= GIVEN ENTRIES =
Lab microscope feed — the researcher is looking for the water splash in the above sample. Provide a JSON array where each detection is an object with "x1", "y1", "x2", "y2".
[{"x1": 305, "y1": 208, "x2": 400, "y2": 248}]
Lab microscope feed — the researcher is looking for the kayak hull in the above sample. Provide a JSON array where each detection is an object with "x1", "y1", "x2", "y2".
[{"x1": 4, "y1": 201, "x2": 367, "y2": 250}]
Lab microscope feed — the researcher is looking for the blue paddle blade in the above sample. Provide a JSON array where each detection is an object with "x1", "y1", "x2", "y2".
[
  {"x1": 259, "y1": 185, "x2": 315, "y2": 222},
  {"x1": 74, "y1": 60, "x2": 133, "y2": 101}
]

= WRITTEN INSTRUCTION =
Copy every line of the listing above, word for word.

= TASK SOLUTION =
Lab microscope feed — the researcher is looking for the water splash in the above sample. Provide a JSON array where each detection is an object with "x1", "y1", "x2", "y2".
[{"x1": 305, "y1": 208, "x2": 400, "y2": 248}]
Lab microscope feed — the researcher is looking for the kayak hull in the above sample. Provide a JSON array where each detection is an object with "x1", "y1", "x2", "y2".
[{"x1": 4, "y1": 201, "x2": 367, "y2": 250}]
Lab microscope feed — the researcher is looking for the blue paddle blade in the above sample. Provide a JSON array where each detection is an object with "x1", "y1", "x2", "y2".
[
  {"x1": 259, "y1": 185, "x2": 315, "y2": 222},
  {"x1": 74, "y1": 60, "x2": 133, "y2": 101}
]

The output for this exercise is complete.